NOPROP#

NOPROP: TRAINING NEURAL NETWORKS WITHOUT BACK-PROPAGATION OR FORWARD-PROPAGATION

Qinyu Li, Yee Whye Teh, Razvan Pascanu (arxiv) arXiv:2503.24322

The authors propose NoProp, a completely gradient-free method for training neural networks. No prop does not require back-prop or forwrad prop. Instead of learning via layer gradients, each layer is independently trained to denoise a noisy version of the label. And during inference, the noise is removed layer by layer.

Problematic#

  • Biological implausibility of back-propagation.
  • Memory costs due to storing activations during forward pass to facilitate backward passes.
  • Sequential dependencies of propagation hinders parallel computing.
  • Catastrophic forgetting in continual learning.

Ideation#

The authors were inspired by recent advances in generative modeling, specifically diffusion models and flow matching methods. The key insight is to reconceptualize neural network training - which we can be broken down to:

  • Reframing the problem : denoising at each layer vs sequentially propagating information across layers.
  • Fixing the representation at each layer beforehand to a noised version of the target.
  • Questioning the assumption that hierarchical representations are necessary for effective learning.

Contribution#

Introducing NoProp and its variants.

Variants

  • Discrete-Time NoProp (NoProp-DT): has a fixed number of denoising steps.
  • Continuous-Time NoProp (NoProp-CT): learns a dynamic denoising process.
  • Flow Matching (NoProp-FM): learns a vector field to carry noise to the label embedding.

Modeling Considerations

  • NoProp requires pre-fixing representations at each layer -> careful modeling and design.
  • The authors experimented with different initialization strategies for the class embedding matrix, including one-hot vectors, orthogonal matrices, and prototype-based approaches.
  • For the continuous-time variants, there was added complexity in conditioning on time.

Validation#

  • NoProp-DT performs on par or better than backprop on MNIST and CIFAR-10.
  • NoProp variants outperform prior backprop-free methods like Forward-Forward (Hinton, 2022), Difference Target Propagation, Local Greedy Forward Gradient.
  • NoProp uses less memory during training.

# [RECORDS PROVIDED]
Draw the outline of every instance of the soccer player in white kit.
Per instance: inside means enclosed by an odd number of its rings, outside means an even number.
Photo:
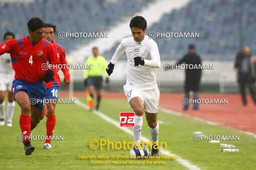
[[[134,142],[141,142],[145,112],[153,144],[151,155],[159,156],[159,150],[154,146],[158,142],[159,130],[157,118],[160,92],[156,76],[161,64],[160,56],[156,42],[146,35],[147,21],[143,17],[134,17],[130,26],[133,36],[122,40],[106,70],[110,76],[117,60],[125,52],[128,62],[126,82],[123,90],[130,106],[135,112],[135,126],[133,128]]]
[[[15,38],[14,34],[6,32],[4,36],[5,42]],[[0,58],[0,126],[6,124],[8,126],[13,126],[12,120],[14,112],[15,102],[12,92],[12,86],[14,80],[15,72],[12,66],[12,61],[9,54],[3,54]],[[7,117],[6,118],[5,94],[8,91],[8,104],[7,104]]]

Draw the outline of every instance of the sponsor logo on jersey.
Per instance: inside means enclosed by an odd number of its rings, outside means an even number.
[[[139,56],[140,54],[140,49],[134,49],[134,54],[136,56]]]
[[[21,86],[21,85],[18,85],[18,86],[17,86],[17,88],[22,88],[22,86]]]
[[[39,56],[42,56],[44,54],[44,52],[43,52],[42,51],[39,51],[37,53],[37,54]]]

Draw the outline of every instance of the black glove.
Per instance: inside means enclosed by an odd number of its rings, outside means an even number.
[[[134,66],[138,66],[139,64],[142,66],[144,66],[145,64],[145,62],[144,61],[144,59],[140,56],[136,56],[134,58]]]
[[[110,76],[110,74],[113,72],[113,70],[114,70],[114,64],[113,64],[111,62],[109,62],[108,65],[107,65],[107,68],[106,68],[106,71],[108,74],[108,76]]]
[[[108,78],[106,78],[106,83],[107,84],[108,84],[109,82],[109,80],[108,80]]]
[[[87,86],[87,78],[85,79],[83,81],[83,84],[84,84],[84,86],[86,87]]]
[[[48,70],[45,72],[45,76],[44,76],[44,81],[48,82],[51,81],[53,78],[53,72],[50,70]]]

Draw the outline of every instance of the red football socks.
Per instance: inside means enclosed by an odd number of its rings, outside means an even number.
[[[55,114],[47,116],[47,120],[46,120],[46,136],[47,140],[45,140],[45,144],[48,143],[51,144],[50,138],[53,134],[53,130],[56,124],[56,118]]]
[[[30,116],[21,115],[20,117],[20,126],[23,135],[23,143],[30,141]]]

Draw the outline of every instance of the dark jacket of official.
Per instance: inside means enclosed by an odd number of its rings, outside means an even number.
[[[248,72],[246,75],[244,75],[244,74],[243,74],[242,72],[241,68],[242,60],[244,59],[245,56],[242,52],[238,52],[236,54],[234,67],[238,70],[237,78],[237,82],[238,83],[242,82],[242,81],[244,82],[248,83],[254,83],[255,82],[256,66],[255,63],[253,63],[251,62],[251,56],[249,56],[247,57],[249,60]]]
[[[199,56],[196,54],[190,54],[188,53],[181,58],[176,65],[185,63],[187,64],[193,64],[193,66],[201,64],[201,58]],[[198,91],[199,90],[199,84],[202,74],[201,69],[186,69],[186,79],[185,80],[185,90],[186,92]]]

# [EXPLORE THE MATERIAL]
1. Please copy everything from "Modeling Considerations" down to "memory during training." in the NoProp summary, swapping "class embedding matrix" for "label embedding matrix".
2. According to the NoProp summary, on which datasets does NoProp-DT perform on par with or better than backprop?

# [RESULTS IN ORDER]
1.
Modeling Considerations

  • NoProp requires pre-fixing representations at each layer -> careful modeling and design.
  • The authors experimented with different initialization strategies for the label embedding matrix, including one-hot vectors, orthogonal matrices, and prototype-based approaches.
  • For the continuous-time variants, there was added complexity in conditioning on time.

Validation#

  • NoProp-DT performs on par or better than backprop on MNIST and CIFAR-10.
  • NoProp variants outperform prior backprop-free methods like Forward-Forward (Hinton, 2022), Difference Target Propagation, Local Greedy Forward Gradient.
  • NoProp uses less memory during training.

2. MNIST and CIFAR-10.